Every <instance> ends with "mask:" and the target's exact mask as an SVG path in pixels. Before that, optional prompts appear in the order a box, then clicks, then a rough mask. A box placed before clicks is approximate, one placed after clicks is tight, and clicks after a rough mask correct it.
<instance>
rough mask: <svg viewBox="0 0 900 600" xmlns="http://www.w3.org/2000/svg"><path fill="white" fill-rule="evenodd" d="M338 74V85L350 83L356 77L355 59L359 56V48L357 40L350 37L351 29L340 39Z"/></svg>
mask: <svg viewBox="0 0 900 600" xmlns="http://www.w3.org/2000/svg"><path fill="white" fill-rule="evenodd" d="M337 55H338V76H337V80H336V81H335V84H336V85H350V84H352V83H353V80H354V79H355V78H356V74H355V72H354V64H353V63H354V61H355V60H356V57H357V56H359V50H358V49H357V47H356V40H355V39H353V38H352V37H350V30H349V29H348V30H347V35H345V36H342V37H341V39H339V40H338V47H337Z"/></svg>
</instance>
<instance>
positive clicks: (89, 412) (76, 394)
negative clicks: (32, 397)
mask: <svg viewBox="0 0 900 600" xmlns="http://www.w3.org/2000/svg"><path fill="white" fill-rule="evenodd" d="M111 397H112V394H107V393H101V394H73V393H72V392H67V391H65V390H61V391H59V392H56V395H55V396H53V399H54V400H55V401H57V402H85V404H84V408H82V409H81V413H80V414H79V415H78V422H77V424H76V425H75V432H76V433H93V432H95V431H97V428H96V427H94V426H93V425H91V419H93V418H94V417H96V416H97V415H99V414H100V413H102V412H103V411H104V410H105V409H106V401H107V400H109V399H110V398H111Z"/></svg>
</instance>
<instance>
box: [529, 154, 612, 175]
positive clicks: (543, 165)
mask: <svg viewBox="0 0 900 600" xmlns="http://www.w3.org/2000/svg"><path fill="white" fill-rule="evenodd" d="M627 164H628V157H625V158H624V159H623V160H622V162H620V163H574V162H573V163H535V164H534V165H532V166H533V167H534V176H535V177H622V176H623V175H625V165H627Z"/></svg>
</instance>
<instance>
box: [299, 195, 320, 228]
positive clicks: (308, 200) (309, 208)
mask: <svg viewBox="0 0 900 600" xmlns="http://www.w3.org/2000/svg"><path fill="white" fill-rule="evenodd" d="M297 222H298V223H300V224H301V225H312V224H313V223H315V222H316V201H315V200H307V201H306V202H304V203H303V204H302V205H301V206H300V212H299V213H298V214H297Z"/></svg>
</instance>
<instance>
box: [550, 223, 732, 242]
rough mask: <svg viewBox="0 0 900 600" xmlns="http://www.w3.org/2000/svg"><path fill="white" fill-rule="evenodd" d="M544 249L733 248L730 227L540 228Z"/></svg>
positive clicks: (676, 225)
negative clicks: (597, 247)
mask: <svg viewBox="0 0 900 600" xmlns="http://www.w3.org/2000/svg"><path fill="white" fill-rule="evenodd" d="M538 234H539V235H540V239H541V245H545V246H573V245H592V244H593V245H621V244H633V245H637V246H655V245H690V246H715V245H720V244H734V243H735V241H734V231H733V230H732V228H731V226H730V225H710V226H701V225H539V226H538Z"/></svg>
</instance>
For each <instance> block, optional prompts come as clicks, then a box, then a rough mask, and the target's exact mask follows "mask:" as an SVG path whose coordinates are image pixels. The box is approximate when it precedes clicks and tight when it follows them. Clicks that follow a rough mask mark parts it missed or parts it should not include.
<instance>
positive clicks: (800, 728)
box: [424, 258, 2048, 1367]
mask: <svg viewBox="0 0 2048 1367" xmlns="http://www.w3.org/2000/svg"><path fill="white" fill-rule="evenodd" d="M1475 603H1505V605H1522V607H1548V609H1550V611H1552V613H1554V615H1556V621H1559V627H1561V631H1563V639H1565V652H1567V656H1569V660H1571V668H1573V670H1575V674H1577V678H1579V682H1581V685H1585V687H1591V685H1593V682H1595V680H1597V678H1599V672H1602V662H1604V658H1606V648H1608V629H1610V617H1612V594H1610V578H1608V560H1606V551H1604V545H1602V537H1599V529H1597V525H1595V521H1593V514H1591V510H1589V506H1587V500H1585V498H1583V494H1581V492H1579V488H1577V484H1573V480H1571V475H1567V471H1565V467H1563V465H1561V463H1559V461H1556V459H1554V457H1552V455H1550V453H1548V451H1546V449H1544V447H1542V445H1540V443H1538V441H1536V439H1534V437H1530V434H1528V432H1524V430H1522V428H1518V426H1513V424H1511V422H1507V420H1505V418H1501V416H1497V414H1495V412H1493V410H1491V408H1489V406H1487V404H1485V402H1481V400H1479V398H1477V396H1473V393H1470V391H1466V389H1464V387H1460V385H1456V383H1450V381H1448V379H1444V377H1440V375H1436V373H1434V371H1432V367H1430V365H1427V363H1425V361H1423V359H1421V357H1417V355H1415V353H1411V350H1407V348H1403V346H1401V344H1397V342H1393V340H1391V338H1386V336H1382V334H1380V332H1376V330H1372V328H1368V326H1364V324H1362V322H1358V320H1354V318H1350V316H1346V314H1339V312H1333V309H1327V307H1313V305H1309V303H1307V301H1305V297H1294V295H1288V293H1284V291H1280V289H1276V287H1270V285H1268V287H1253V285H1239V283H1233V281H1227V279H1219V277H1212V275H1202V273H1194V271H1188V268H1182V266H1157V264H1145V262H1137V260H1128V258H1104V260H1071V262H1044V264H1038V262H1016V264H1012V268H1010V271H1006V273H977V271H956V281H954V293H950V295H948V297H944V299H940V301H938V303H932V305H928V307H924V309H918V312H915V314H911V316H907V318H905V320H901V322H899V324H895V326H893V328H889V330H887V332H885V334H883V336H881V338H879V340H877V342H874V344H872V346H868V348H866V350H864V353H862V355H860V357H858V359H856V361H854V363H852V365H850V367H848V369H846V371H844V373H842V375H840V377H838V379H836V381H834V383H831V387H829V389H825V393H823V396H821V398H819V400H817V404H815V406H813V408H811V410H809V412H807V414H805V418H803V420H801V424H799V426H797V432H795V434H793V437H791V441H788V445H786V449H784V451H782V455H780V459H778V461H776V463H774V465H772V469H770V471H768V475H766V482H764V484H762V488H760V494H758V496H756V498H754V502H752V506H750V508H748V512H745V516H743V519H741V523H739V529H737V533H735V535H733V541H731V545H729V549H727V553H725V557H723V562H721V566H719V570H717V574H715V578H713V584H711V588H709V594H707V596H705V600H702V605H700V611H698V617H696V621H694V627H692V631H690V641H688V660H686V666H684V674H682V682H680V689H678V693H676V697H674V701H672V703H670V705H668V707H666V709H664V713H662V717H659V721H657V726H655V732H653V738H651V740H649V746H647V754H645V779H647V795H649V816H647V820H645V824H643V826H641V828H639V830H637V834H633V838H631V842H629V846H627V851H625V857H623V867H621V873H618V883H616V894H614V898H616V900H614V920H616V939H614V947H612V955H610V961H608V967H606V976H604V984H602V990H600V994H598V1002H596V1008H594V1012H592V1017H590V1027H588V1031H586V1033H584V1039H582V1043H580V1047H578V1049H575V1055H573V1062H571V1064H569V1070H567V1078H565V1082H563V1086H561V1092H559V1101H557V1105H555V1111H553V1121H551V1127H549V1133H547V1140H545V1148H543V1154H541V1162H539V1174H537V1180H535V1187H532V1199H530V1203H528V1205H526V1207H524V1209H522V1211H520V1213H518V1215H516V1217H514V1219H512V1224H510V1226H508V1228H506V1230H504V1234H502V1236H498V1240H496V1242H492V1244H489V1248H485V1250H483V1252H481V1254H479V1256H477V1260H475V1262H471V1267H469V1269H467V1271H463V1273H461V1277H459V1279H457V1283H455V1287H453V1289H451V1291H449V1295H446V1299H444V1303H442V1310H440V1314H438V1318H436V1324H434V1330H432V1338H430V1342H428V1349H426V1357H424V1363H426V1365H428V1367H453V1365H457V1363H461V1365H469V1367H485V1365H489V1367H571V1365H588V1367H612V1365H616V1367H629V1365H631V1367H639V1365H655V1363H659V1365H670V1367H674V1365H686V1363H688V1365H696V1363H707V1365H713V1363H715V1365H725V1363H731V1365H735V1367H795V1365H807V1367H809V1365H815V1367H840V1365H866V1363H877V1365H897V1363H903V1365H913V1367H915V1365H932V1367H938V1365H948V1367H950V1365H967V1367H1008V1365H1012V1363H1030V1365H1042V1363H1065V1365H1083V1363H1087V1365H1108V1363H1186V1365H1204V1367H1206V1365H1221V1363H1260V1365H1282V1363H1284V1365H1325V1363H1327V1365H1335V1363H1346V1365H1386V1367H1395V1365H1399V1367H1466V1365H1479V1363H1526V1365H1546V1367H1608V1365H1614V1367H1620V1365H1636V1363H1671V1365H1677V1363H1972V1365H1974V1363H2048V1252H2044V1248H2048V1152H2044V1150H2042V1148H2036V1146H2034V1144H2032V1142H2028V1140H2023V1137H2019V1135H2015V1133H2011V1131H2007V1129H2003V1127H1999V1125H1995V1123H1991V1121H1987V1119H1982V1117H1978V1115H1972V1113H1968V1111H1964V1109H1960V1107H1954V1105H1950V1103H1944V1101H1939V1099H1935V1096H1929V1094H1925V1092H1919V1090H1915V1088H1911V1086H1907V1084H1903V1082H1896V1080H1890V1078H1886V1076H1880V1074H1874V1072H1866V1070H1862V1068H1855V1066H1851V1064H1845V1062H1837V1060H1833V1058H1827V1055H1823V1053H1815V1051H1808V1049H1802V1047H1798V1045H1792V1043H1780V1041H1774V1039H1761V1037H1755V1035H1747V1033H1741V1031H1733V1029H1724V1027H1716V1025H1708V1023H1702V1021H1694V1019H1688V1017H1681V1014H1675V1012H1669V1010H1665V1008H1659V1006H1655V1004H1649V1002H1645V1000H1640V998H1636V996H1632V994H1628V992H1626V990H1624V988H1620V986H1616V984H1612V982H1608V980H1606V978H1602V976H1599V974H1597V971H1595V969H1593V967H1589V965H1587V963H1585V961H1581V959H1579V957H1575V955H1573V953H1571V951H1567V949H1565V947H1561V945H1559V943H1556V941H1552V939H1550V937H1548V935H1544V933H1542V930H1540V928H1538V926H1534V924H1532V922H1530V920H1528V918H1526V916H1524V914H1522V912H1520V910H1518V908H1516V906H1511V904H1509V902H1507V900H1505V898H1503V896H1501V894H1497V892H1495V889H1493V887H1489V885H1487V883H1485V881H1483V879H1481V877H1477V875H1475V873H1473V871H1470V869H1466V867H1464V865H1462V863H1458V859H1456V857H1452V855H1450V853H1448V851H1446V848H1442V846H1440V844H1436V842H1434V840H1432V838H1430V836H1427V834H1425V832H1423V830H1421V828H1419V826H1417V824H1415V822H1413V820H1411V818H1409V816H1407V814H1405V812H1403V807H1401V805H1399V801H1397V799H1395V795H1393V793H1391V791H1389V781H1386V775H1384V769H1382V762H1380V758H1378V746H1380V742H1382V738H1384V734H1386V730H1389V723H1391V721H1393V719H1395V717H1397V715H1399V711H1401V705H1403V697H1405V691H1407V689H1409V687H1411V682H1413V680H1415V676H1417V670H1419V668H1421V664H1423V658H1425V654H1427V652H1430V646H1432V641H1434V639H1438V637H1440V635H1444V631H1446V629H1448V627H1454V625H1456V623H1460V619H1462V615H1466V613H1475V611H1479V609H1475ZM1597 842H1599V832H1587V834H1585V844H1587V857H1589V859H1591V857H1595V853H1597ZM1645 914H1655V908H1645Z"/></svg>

• _Instructions for the task_
Filter the entries above and keep only the lines with the word "prompts".

• _Result for this task_
Every <instance> ends with "mask:" and the target's exact mask as an SVG path in pixels. Before that, optional prompts appear in the order a box, then clicks, then a rough mask. A box placed before clicks is approximate, one placed after clicks is tight, and clicks after a rough mask correct it.
For each <instance> block, optional prompts come as clicks, then a box, then a rough mask, and the target's exact mask follows "mask:" as an SVG path whose coordinates are image pixels. The box is approximate when it precedes clicks and tight when it follows them. Clicks that follow a rough mask mark parts it missed or parts it should not include.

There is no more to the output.